• Consigna escrita:
Responde brevemente, según el fragmento sobre los talleres de talabartería:
(a) ¿En qué calle estaban los dos talleres?
(b) ¿Hasta qué década funcionaron?
(c) ¿Con qué otro nombre se conoce la talabartería?
====== Fragmento del documento
Pedro
Perales Larios
⏩ Como el empedernido fumador que lleva dos
o tres meses sin fumar con el propósito de no volver a hacerlo y huele un
estanco antes de divisarlo, así me sucedía a mí con un olor característico que
guardo impreso en la memoria del olfato desde mi infancia. Un olor que no puedo
describir con exactitud, un olor inolvidable, un olor que vuelve a mi memoria
siempre que paso caminando por la "Calle de la Verónica" y que viene
acompañado por evocaciones que me trasladan a los años de mi infancia y adolescencia.
Es un olor que desapareció y que no se ha vuelto a sentir en ese mismo lugar.
Taller de talabartería (Pedro Perales Larios) |
Es el olor que emanaba de los dos talleres
de talabartería que funcionaron hasta la década de los sesenta del siglo pasado
en la citada calle, en la misma acera y a escasos 25 ó 30 metros uno del otro.
Al pasar junto a ellos podía sentirse el olor que desprendía el cuero, los
materiales, pegamentos y otros productos necesarios para la elaboración,
completamente artesanal, de los objetos que allí se confeccionaban, todos
relacionados con los aparejos usados por las caballerías, casi exclusivamente
burros y mulas, en las faenas agrícolas u otras normalmente derivadas de ellas.
Si echamos la vista atrás, entenderemos la importancia que debió tener desde el mundo antiguo el talabartero, artesano cuya misión era fabricar y reparar todo lo que tuviera que ver con los aperos para las caballerías
¿Quién que no haya conocido estos talleres
o no haya estado relacionado con las faenas agrícolas que precisaban la
concurrencia de burros o mulas conoce el significado y la función de objetos
como collera, collerón, albarda, ataharre, cabezal, mosquero, anteojeras,
cincha, madroño, mantellina, orejeras, ramaleras, retranca, sobrecincha...?
Probablemente casi nadie de las generaciones nacidas a partir de los citados
años sesenta sepa que todos pertenecen a los aparejos de las caballerías y que
eran fabricados por unos artesanos pertenecientes al gremio de la talabartería,
también conocida como guarnicionería, arte u oficio –aún existente en lugares y
países en los que las caballerías continúan jugando un papel importante– ya
desaparecido en nuestro entorno, como tantos otros oficios y profesiones que
han sucumbido al imparable empuje de una modernización en la que la fuerza de
tracción de sangre no puede competir con la mecánica. Pero por poco esfuerzo
que hagamos si echamos la vista atrás, entenderemos la importancia que debió
tener desde el mundo antiguo el talabartero, artesano cuya misión era fabricar
y reparar todo lo que tuviera que ver con los aperos para las caballerías,
tanto para su trabajo diario como para la monta en cualquier variedad.
============
====== Bloque de datos
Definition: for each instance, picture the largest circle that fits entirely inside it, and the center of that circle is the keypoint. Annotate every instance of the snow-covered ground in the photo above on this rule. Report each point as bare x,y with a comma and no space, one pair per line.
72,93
============
• Ejercicio resuelto:
(a) En la "Calle de la Verónica".
(b) Hasta la década de los sesenta del siglo pasado.
(c) Guarnicionería.